An Interview with Jakob Needleman
For nearly four decades Jacob Needleman has confronted the central questions of our era in light of the vision that lies at the root of the world’s great spiritual traditions. Needleman’s work clarifies: it takes topics that exist in disparate threads throughout our culture—new religions, esoteric Christianity, the founding mythos of America—and frames them in a manner both sensible and deeply questioning. Needleman calls forth the human meaning hidden in virtually every aspect of our modern lives.
PA R A B O L A recently sat down with him to discuss the nature of consciousness and its relationship to the body. Amid the current talk of “quantum fields” and “consciousness studies,” Needleman returns us to the heart of the matter: Should the mind and body be understood as two aspects of one thing, or as two distinct realities? And what does this mean for our sense of ourselves?
MITCH HOROWITZ
PA R A B O L A : A recent New York Times op-ed piece advanced the idea, by now at least forty years old but just becoming “common knowledge,” that consciousness is a secondary result of chemical processes in the brain. Despite recent scientific alternatives, this reductionist view of human life still is what is presented to us.
JACOB NEEDLEMAN: Yes, the current prevailing view is of the universe as inorganic, non-purposeful, non-meaningful, and mechanical. Everything just happens, working by principles of what is called efficient causality. There’s no sense that there is Mind at all in the universe—it’s just matter, in the modern sense of the word. But if matter is non-purposeful, non-intelligent, and without intentionality, how could it be that something qualitatively different from matter arises out of matter?
In this view of the universe, that which is dead is considered the real and that which is living needs to be explained. How can something alive and purposeful emerge in a universe that is fundamentally dead? In the ancient world, by contrast, reality was understood to be fundamentally alive, while death was the problem to be explained.
In an ordinary sense, it’s a puzzle how things can change qualitatively. To have a quality emerge from something that doesn’t already contain it is like stirring a bucket of white paint and having it turn red. No matter how much you stir the paint, you aren’t going to get red. So, if life has appeared out of non-life, which is what seems to be, life must have already been present in some sense of the term.

▸ **Data excerpts**:
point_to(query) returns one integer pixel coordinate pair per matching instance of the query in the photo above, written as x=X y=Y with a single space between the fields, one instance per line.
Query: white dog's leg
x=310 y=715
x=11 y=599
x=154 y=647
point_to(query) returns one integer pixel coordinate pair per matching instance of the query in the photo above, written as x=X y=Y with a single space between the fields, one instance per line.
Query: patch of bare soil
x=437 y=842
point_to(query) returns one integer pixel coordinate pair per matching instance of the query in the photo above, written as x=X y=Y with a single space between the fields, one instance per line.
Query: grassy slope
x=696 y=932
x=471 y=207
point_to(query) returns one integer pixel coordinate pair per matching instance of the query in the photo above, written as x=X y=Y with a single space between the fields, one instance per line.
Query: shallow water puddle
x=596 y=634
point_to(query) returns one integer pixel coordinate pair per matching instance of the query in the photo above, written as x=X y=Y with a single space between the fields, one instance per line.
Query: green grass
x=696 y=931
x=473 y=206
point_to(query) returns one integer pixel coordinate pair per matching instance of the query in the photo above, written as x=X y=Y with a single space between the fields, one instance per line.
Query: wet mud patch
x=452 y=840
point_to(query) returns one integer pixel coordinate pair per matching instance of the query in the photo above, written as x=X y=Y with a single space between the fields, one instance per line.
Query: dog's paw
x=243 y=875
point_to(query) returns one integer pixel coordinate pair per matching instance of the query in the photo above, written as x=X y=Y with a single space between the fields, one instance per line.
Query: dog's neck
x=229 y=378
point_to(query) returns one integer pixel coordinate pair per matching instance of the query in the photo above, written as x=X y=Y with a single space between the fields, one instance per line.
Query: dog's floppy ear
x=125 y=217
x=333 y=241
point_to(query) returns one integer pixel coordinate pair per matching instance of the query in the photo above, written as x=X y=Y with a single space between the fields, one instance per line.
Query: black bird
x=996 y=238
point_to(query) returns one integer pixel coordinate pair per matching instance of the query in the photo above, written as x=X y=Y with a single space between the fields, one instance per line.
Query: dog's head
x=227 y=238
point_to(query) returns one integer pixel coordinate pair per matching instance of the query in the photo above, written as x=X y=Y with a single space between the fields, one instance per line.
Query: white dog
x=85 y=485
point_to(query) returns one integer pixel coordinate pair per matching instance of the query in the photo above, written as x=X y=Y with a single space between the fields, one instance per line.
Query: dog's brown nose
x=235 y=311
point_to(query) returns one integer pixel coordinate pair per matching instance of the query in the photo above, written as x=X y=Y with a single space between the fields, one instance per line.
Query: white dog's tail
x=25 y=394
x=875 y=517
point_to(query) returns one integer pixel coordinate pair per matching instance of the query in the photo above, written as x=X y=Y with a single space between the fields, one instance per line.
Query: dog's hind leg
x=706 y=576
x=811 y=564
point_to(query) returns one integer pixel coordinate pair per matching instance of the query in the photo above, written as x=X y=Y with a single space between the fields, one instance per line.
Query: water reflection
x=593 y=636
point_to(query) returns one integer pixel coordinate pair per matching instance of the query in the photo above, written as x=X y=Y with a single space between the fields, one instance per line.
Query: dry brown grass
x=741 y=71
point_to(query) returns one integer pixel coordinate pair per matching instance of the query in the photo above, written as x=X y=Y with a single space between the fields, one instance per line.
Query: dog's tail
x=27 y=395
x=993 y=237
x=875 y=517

▸ **Problem to solve**: Please reproduce word for word the part of the Needleman interview above that begins with the words containing "An Interview with" and ends with "our modern lives.".

▸ **Solution for this problem**:
An Interview with Jakob Needleman
For nearly four decades Jacob Needleman has confronted the central questions of our era in light of the vision that lies at the root of the world’s great spiritual traditions. Needleman’s work clarifies: it takes topics that exist in disparate threads throughout our culture—new religions, esoteric Christianity, the founding mythos of America—and frames them in a manner both sensible and deeply questioning. Needleman calls forth the human meaning hidden in virtually every aspect of our modern lives.